- Consegna 1
Ricopia parola per parola le righe delle voci, partendo da quella che contiene "Report x and y for each instance of the snow bank" e proseguendo fino a quella che contiene "x=499, y=196", entrambe comprese.

- Estratto del testo
Questa riflessione (di una persona che stimo moltissimo) sembra banale, superficiale, ovvia... ma nasconde un ben più profondo aspetto di quella che recentemente ho sentito definire - non del tutto a sproposito - "filosofia della fotografia".
Non solo noi consideriamo "realistica" una foto in bianco e nero d'epoca, non solo nessuno mai penserebbe di dire che una foto è veritiera o falsa solo perché è in bianconero o a colori, ma più o meno inconsciamente attribuiamo alle foto in BN un valore diverso, una diversa patente, di artisticità da un lato e di maggior valore giornalistico dall'altro.

Alzi la mano chi davanti ad una foto poco soddisfacente non ha mai sentito dire o non ha mai detto "prova a convertirla in BN"!!! Come se una brutta foto si nobilitasse per il solo fatto di perdere i colori... Senza voler entrare nella polemica (a mio parere sterile e "fuori bersaglio") sulla validità del BN in digitale, una foto in BN, che sia acquisita su pellicola o con un sensore elettronico, nasce (o dovrebbe nascere, come qualsiasi foto) nella testa del fotografo già in BN, un po' come Atena che nacque già adulta dalla testa di Zeus.
L'idea sarebbe, immagino, che essendo il BN meno vicino all'apparenza della nostra esperienza quotidiana, è più facilmente svincolabile dall'obbligo di verità (chi ha letto il mio post di pochi giorni fa saprà cosa penso della verità  della realtà in fotografia), di pura ed obiettiva (e come no!) documentazione; e così, si pensa che automaticamente porti ad essere artisti.

- Consegna 2
Nell'estratto sulla fotografia in bianco e nero, per quale motivo si pensa che il BN porti automaticamente a essere artisti?

- Dati dell'esercizio

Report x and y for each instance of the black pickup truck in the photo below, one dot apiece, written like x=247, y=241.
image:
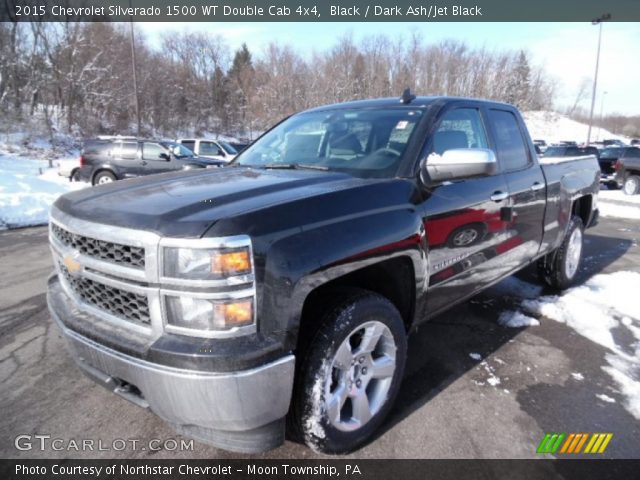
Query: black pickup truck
x=285, y=286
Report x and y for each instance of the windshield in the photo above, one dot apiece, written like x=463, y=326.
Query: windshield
x=554, y=152
x=363, y=142
x=178, y=151
x=611, y=153
x=230, y=150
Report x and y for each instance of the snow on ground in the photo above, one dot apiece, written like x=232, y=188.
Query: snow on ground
x=605, y=311
x=514, y=319
x=609, y=209
x=27, y=190
x=614, y=203
x=606, y=398
x=554, y=127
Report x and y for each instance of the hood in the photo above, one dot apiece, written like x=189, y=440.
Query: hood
x=186, y=204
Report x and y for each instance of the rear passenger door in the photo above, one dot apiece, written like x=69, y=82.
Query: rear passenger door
x=526, y=185
x=126, y=158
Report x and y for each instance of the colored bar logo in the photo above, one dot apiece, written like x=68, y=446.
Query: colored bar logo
x=574, y=443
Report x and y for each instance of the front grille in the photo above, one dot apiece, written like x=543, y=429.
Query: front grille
x=107, y=251
x=126, y=305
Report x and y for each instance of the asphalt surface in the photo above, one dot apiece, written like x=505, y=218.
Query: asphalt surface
x=446, y=408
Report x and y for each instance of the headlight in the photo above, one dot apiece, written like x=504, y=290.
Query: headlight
x=206, y=264
x=209, y=315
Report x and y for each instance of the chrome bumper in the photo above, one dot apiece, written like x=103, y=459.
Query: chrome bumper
x=229, y=401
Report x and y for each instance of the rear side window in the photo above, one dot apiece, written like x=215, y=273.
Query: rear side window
x=126, y=150
x=510, y=145
x=459, y=128
x=152, y=151
x=209, y=148
x=190, y=144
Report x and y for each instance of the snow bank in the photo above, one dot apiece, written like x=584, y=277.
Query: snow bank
x=608, y=209
x=554, y=127
x=514, y=319
x=603, y=305
x=27, y=190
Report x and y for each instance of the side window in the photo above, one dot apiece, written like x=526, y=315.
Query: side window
x=190, y=144
x=152, y=151
x=459, y=128
x=209, y=148
x=510, y=146
x=126, y=150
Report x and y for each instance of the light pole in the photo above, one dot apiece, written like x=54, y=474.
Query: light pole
x=601, y=110
x=598, y=21
x=135, y=72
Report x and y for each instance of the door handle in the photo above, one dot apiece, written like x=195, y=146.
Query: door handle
x=499, y=196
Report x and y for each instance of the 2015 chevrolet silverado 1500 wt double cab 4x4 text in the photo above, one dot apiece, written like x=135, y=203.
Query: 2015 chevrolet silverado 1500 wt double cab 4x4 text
x=284, y=286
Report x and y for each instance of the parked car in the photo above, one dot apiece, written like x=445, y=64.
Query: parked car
x=613, y=143
x=239, y=146
x=627, y=168
x=211, y=149
x=608, y=158
x=69, y=168
x=288, y=282
x=541, y=144
x=107, y=160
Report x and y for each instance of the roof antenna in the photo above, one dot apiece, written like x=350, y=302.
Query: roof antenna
x=407, y=96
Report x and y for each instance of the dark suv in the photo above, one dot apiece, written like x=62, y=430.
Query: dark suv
x=104, y=161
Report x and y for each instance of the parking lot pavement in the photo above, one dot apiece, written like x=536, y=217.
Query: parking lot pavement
x=496, y=403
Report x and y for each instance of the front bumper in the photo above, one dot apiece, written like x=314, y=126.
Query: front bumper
x=242, y=411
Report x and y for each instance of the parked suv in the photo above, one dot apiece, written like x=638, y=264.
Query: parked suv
x=211, y=149
x=107, y=160
x=608, y=160
x=627, y=167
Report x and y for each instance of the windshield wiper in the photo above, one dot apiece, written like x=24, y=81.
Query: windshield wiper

- Risposta finale 1
Report x and y for each instance of the snow bank in the photo above, one dot apiece, written like x=584, y=277.
Query: snow bank
x=608, y=209
x=554, y=127
x=514, y=319
x=603, y=305
x=27, y=190
Report x and y for each instance of the side window in the photo above, one dot apiece, written like x=526, y=315.
Query: side window
x=190, y=144
x=152, y=151
x=459, y=128
x=209, y=148
x=510, y=146
x=126, y=150
Report x and y for each instance of the light pole in the photo above, one dot apiece, written like x=54, y=474.
Query: light pole
x=601, y=110
x=598, y=21
x=135, y=72
Report x and y for each instance of the door handle in the photo above, one dot apiece, written like x=195, y=146.
Query: door handle
x=499, y=196

- Risposta finale 2
Il bianco e nero è meno vicino all'apparenza della nostra esperienza quotidiana. Per questo lo si considera più facilmente svincolabile dall'obbligo di verità e di pura e obiettiva documentazione. L'autore presenta questa idea come una sua supposizione ("immagino").